- Short task 1 -
In the essay on the factory-worker poem, what does the poem's author call the acid solution?
- Short task 2 -
List every figurative comparison that the essay on the factory-worker poem identifies in the poem.
- Short task 3 -
Proceed with the essay on the factory-worker poem, starting after its final sentence.

- Passage shown -
--- start ---

This short segment of the essay described to the readers what the worker in the factory is doing. The worker is mixing different kinds of acid and making a solution that would clean the metal salts. The author then refers the solution as a burning stew to remind readers about the violent nature of the solution. However, there is more in the poem than describing the scenery that the author is in. After making the solution, the poet compares the worker as a messenger from the kingdom of fire and showed that the worker has brought message of the completion of his tasks. And with the metaphor of knight putting on armors and going into a battlefield, it is not hard to understand that the author thinks that he is working on an honorable job and want the same gratitude from the people as a knight. However, at the end of the poem, the poem also showed that all the “fame” that the author gets for working in such a dangerous environment is getting a cold shower to rinse off any residue chemicals and he smokes to ease the upset he felt. These are all metaphors and images that the author wants readers to understand and envision. They combined to tell a story of the dangerous environment the workers have to face and how the workers feel, with the images and metaphors while showing the readers that the author is very upset that he couldn’t get any attention and honor for working in such a difficult environment. And at this very moment, the power of the imagery review itself.

--- end ---

- Excerpted records -
--- start ---

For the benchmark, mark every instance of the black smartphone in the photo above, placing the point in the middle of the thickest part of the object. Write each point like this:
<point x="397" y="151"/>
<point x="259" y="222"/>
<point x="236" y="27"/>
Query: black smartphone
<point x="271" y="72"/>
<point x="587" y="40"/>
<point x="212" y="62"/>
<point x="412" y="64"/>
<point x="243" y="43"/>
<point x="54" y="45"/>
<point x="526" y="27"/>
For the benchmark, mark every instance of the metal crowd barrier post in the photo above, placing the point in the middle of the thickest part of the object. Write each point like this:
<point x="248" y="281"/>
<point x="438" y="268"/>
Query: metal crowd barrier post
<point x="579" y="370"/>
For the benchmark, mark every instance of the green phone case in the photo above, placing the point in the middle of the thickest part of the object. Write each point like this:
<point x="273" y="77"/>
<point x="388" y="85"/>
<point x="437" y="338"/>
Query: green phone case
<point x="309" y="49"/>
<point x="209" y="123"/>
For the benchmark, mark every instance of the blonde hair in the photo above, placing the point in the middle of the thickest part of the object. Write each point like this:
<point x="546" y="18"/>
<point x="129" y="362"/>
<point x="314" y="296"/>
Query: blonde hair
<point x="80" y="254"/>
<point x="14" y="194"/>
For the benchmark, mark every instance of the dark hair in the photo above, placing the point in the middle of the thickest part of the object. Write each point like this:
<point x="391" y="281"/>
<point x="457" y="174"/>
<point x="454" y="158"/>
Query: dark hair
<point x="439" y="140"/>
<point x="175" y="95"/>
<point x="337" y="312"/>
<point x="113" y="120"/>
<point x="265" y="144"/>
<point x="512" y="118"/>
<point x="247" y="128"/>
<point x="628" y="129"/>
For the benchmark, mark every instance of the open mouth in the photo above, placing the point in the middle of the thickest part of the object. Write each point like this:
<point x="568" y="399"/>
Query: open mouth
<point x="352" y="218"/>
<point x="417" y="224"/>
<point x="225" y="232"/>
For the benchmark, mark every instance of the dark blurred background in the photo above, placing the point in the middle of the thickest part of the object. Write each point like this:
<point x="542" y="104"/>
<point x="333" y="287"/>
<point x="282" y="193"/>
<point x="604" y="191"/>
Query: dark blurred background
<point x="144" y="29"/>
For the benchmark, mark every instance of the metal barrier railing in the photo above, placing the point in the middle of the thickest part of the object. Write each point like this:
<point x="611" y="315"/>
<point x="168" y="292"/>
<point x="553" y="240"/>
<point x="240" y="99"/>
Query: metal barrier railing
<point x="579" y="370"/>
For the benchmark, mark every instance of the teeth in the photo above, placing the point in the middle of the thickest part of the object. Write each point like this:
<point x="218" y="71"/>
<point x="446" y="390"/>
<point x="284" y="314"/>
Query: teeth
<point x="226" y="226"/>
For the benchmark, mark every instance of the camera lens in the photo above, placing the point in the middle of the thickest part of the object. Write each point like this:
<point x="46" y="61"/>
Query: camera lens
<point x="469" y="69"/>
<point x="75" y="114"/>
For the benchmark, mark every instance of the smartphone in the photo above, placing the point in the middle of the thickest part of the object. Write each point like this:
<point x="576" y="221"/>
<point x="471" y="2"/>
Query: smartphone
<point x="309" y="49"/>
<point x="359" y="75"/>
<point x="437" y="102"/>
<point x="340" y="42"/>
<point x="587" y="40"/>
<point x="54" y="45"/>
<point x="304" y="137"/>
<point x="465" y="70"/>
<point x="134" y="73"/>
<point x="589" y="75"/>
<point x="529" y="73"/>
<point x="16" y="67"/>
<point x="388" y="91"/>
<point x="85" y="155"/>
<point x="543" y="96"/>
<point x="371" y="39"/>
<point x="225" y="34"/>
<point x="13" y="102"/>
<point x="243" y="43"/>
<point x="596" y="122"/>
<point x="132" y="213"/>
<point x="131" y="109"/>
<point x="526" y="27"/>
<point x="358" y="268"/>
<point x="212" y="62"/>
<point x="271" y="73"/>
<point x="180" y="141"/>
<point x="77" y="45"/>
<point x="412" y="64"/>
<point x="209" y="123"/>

--- end ---

- Output 1 -
A burning stew.

- Output 2 -
- The solution as a burning stew
- The worker as a messenger from the kingdom of fire
- The worker as a knight putting on armor and going into a battlefield

- Output 3 -
If we take a closer look at the poem I mentioned above, you will see the author not only showing readers his working environment and his upset about the attention he receives, he also tries to influence the reader’s emotion with those imagery and metaphors. In the poem Fear and Fame by Philip Levine, the image that Philip Levine portrait is dangerous, harsh, risky and negative. With this image in mind, the readers will start to feel the empathy for the characters inside of the poem and pity them for having to work in such a harsh environment. With the feeling integrated into the readers, readers can understand the argument and even agree with the viewpoints from the author as the author finally brings up the attention and honor he should have received from the public for working in such a difficult and dangerous environment. This provokes the readers into thinking if they have been taking things for granted without even acknowledging the sacrifice and harshness others have to endure.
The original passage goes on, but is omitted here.